## Data
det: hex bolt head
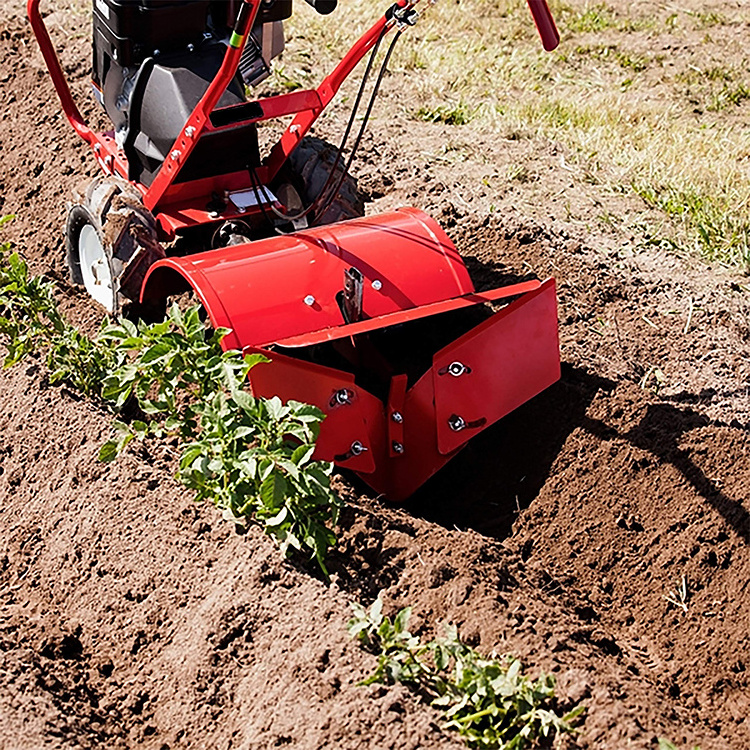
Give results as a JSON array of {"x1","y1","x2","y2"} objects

* * *

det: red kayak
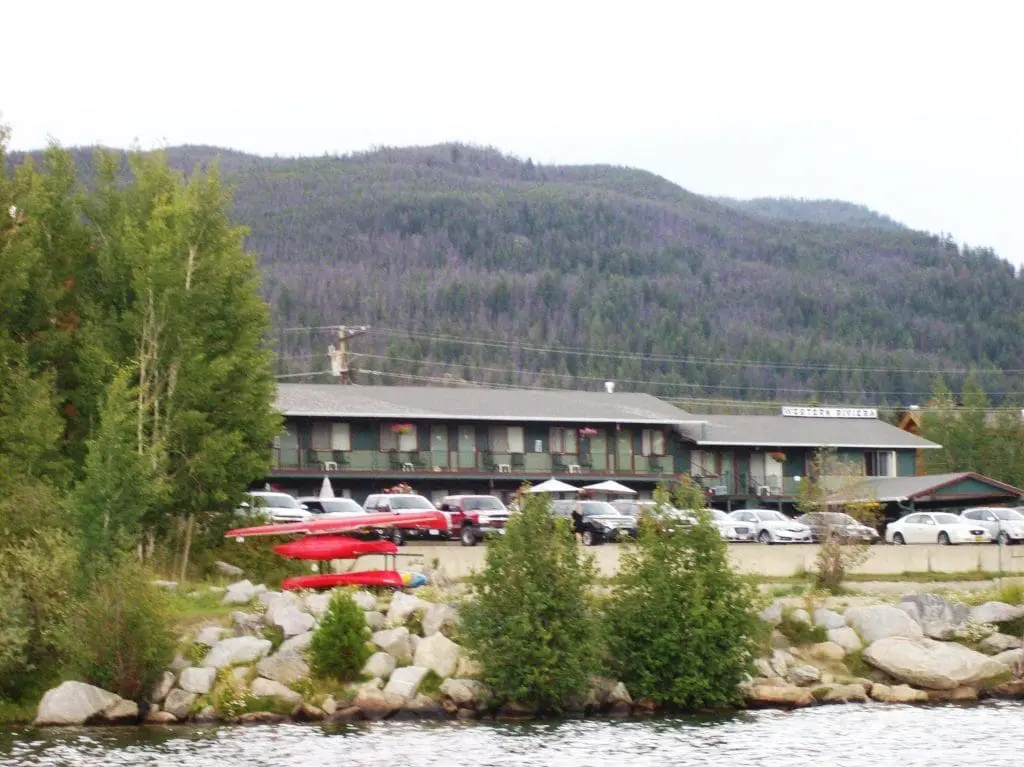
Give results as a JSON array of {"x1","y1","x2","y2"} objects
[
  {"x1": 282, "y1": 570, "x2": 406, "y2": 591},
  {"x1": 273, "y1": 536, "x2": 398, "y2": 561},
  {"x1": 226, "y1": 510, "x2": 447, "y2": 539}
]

---

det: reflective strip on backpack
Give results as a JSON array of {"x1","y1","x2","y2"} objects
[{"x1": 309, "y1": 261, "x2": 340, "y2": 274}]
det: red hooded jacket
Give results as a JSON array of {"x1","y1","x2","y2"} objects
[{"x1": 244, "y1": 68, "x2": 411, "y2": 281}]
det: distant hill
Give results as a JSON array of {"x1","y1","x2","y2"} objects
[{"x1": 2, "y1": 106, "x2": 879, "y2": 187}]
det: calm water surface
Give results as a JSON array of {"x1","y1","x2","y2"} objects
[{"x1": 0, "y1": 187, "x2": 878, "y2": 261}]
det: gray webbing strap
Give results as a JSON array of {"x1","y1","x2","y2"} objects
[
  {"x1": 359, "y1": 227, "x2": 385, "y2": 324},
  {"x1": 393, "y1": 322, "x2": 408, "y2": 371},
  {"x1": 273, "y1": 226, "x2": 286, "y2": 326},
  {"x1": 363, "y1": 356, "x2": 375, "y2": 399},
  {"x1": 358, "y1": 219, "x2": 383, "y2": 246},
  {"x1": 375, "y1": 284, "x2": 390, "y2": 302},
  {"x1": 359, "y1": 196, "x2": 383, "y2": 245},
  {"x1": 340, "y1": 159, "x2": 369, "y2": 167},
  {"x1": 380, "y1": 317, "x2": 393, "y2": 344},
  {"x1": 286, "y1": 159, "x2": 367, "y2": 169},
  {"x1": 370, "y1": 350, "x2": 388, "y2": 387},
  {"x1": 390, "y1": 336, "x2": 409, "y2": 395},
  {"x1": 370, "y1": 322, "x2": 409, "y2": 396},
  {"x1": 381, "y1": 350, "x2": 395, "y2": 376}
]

## What the exercise asks
Output the lines of the records above exactly as they appear, from the line containing "det: red hooded jacket" through the line containing "det: calm water surface".

## Result of the exercise
det: red hooded jacket
Give results as a JSON array of {"x1","y1","x2","y2"} objects
[{"x1": 244, "y1": 68, "x2": 411, "y2": 281}]
det: distant hill
Give results as a JSON array of {"x1","y1","x2","y2"} objects
[{"x1": 2, "y1": 106, "x2": 879, "y2": 187}]
det: calm water surface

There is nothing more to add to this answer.